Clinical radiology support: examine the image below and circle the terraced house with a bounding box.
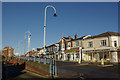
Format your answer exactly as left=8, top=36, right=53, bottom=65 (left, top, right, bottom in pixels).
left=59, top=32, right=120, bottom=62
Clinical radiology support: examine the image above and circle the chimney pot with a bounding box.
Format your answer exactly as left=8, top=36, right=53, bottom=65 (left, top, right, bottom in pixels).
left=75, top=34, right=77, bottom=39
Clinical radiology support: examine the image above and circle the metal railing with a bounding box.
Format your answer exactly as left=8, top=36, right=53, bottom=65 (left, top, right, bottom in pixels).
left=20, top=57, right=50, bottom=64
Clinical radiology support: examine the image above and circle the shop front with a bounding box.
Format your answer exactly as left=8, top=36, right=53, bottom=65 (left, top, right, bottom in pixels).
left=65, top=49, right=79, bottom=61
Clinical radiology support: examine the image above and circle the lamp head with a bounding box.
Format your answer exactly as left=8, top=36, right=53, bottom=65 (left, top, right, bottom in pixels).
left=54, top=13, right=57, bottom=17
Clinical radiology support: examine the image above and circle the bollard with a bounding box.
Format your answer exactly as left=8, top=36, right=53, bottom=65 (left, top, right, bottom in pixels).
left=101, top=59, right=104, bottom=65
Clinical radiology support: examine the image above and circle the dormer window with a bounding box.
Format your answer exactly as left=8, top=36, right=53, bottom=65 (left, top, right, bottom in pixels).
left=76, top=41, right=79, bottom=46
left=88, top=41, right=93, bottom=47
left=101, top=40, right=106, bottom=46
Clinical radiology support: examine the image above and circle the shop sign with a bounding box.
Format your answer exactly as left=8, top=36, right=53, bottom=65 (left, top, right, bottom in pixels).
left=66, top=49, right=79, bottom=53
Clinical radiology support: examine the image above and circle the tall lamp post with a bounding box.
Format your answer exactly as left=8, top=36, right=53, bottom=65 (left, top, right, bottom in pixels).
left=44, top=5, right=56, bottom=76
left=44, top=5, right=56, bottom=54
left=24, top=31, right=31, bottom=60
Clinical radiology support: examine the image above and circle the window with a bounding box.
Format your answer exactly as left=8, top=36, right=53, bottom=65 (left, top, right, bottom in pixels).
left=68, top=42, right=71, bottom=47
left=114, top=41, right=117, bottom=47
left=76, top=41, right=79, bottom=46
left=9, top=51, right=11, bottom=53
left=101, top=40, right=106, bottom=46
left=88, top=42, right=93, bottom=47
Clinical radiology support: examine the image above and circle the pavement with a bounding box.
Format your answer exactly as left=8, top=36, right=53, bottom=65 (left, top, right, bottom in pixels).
***
Exercise goal ▸ Update the listing by changing every "circle" to "outline" and keeping all other wording the same. Leave out the pictures.

Task solution ▸
Clinical radiology support: examine the image below and outline the terraced house with a bounding box.
Format your answer exactly as left=8, top=36, right=53, bottom=65 (left, top, right, bottom in pixels).
left=59, top=32, right=120, bottom=62
Clinical radiology support: examine the image above and outline the chimney pot with a bounding box.
Format your answer exactly as left=8, top=36, right=53, bottom=65 (left, top, right, bottom in pixels).
left=75, top=34, right=77, bottom=39
Clinical radiology support: examine the image above and outline the metal railing with a bounding box.
Format your answer exactly as left=8, top=36, right=53, bottom=65 (left, top, right, bottom in pixels).
left=20, top=57, right=50, bottom=64
Clinical radiology support: examine the image above and outline the shop front with a bounding box.
Format your answer exactly as left=8, top=36, right=53, bottom=65 (left, top, right, bottom in pixels).
left=65, top=49, right=79, bottom=61
Clinical radiology support: examine the image above and outline the lamp head with a bounding box.
Format your answer exactly as left=8, top=36, right=53, bottom=65 (left, top, right, bottom in pixels).
left=54, top=13, right=57, bottom=17
Clinical radiology support: examine the image above and outline the bollard with a bounding box.
Format your answer exactly as left=8, top=36, right=53, bottom=65 (left, top, right, bottom in pixels).
left=101, top=59, right=104, bottom=65
Clinical radiology support: examine the image above and outline the dormer window with a bounding box.
Format your answer exactly as left=8, top=36, right=53, bottom=65 (left, top, right, bottom in pixels).
left=76, top=41, right=79, bottom=46
left=88, top=41, right=93, bottom=47
left=101, top=40, right=106, bottom=46
Clinical radiology support: examine the image above and outline the shop sign with a bounding box.
Format your answer exactly as left=8, top=36, right=53, bottom=65 (left, top, right, bottom in pixels).
left=66, top=49, right=79, bottom=53
Clinical radiology support: examine the image above and outline the tall lamp post with a bounding box.
Format your answer exactly as left=8, top=36, right=53, bottom=65 (left, top, right, bottom in pixels).
left=44, top=5, right=56, bottom=76
left=44, top=5, right=56, bottom=54
left=24, top=31, right=31, bottom=60
Clinical radiology support: examine the image above and outline the window with a bounding box.
Format your answer exactly as left=8, top=36, right=53, bottom=65 (left, top, right, bottom in pixels).
left=68, top=42, right=71, bottom=47
left=114, top=41, right=117, bottom=47
left=76, top=41, right=79, bottom=46
left=9, top=51, right=11, bottom=53
left=101, top=40, right=106, bottom=46
left=88, top=42, right=93, bottom=47
Clinical radiology support: examine the image above and outline the pavement with a bounding box.
Format your answer exactly as left=8, top=36, right=53, bottom=65 (left, top, right, bottom in pixels).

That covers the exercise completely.